◆ **Texte fourni**
Laurent Hoebrechts
Laurent Hoebrechts Journaliste musique

« The Ecstatic »

Distribué par Coop.

Cela démarre par l’extrait d’un discours: « Il faut changer les choses (…) Je rejoindrai tous ceux, peu importe leur couleur de peau, qui voudront changer les conditions misérables de vie sur cette Terre. » La rhétorique pourrait être celle d’un Barack Obama, mais c’est pourtant bien Malcolm X qui parle, le leader noir assassiné en 65. Dès le départ, le nouvel album de Mos Def pose donc ses repères: il va forcément s’y passer quelque chose. L’illustration de la pochette pouvait déjà fournir un premier indice: une image du film Killer of Sheep (1977), £uvre clé du réalisateur Charles Burnett, tournée dans le ghetto de Watts. On peut continuer dans le jeu des références: plus loin, ce sont les mots de Fela, pape contestataire de l’afro-beat, qui servent d’introduction au morceau Quiet Dog.

◆ **Extraits de données**
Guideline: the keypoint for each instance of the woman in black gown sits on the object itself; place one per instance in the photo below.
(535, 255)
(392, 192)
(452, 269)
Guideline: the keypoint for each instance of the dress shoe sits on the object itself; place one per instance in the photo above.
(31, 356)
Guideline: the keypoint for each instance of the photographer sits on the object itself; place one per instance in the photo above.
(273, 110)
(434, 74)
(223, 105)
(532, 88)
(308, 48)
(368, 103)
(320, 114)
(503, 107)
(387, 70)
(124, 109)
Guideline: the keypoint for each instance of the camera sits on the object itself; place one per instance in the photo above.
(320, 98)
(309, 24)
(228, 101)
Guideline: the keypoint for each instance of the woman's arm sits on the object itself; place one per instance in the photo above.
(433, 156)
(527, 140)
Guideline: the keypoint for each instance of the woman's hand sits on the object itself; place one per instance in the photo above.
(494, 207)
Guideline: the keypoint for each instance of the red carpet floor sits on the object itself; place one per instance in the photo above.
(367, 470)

◆ **Tâches à réaliser**
a) D'après la critique de l'album de Mos Def, de quel film est tirée l'illustration de la pochette ?
b) Reprenez la critique de l'album de Mos Def à la suite de sa dernière phrase.

◆ **Réponses attendues**
a) Elle est tirée du film Killer of Sheep (1977), du réalisateur Charles Burnett.

b)
The Ecstatic, quatrième album du rappeur de Bed-Stuy, Brooklyn, sera donc investi ou ne sera pas. Ce n’était pas forcément gagné au départ. C’est qu’on a bien failli perdre Mos Def en route… La faute à un premier album solo peut-être trop parfait. Sorti en 99, Black On Both Sides constituait un disque enlevé, touffu et en même temps limpide. En bref, l’une des meilleures sorties rap de ces années-là. Il consacrait en même temps une tendance alternative du rap, conscientisée et engagée – celle symbolisée par le label Rawkus, né dans la foulée des Native Tongues (De La Soul…).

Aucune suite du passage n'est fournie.